> **AIM OF THE EXERCISE**:
Which lines below contain the word "bottom"? Pick out each one and copy it in full, counting only matches with the same capitalization.
*** RECORD LIST
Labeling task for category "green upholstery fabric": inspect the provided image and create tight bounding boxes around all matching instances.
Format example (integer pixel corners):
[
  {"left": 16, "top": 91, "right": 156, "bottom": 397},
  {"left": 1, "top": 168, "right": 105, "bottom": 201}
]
******
*** RECORD LIST
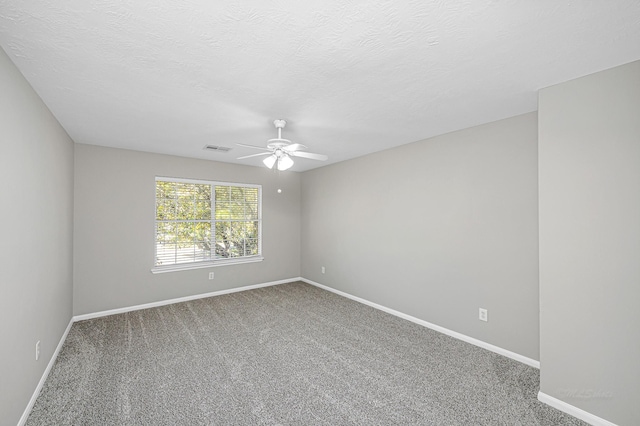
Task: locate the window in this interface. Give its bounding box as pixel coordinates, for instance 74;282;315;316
******
> **REPLY**:
  {"left": 16, "top": 91, "right": 156, "bottom": 397},
  {"left": 1, "top": 168, "right": 105, "bottom": 201}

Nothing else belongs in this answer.